§ Tareas por hacer
(a) Según el fragmento de texto, ¿en qué año escribió Bertolt Brecht el poema «Hollywood»?
(b) Resume el fragmento de texto en dos oraciones.

§ Fragmento de texto
Hace años que esperaba ver el tercer episodio de «Star Wars», es decir, el sexto y último… por ahora. Ya sabe usted que soy bastante crítico con los guionistas de Hollywood, que responden bastante bien a lo que nos dice Bertolt Brecht en un poema de 1942 titulado precisamente «Hollywood»:

Para ganarme el pan, cada mañana
voy al mercado donde se compran mentiras.
Lleno de esperanza,
me pongo a la cola de los vendedores.

Casualmente, Brecht estaba trabajando… lo adivinó usted: en Hollywood, de guionista cinematográfico.

En el caso que nos ocupa, se trata de un montaje que gira en torno a un conflicto político e ideológico situado en una galaxia muy, muy lejana. Los partidarios de la democracia combaten contra una dictadura emergente.

§ Conjunto de registros
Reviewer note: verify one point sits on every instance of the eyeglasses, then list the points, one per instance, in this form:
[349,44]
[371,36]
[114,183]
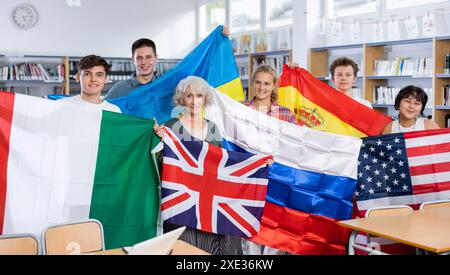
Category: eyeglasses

§ Respuestas por tarea
(a) En 1942.

(b) Quien escribe llevaba años esperando el tercer episodio de «Star Wars» y expresa una postura crítica hacia los guionistas de Hollywood citando el poema «Hollywood» de Bertolt Brecht, que trabajaba allí como guionista. La película gira en torno a un conflicto político e ideológico en una galaxia muy lejana, donde los partidarios de la democracia combaten contra una dictadura emergente.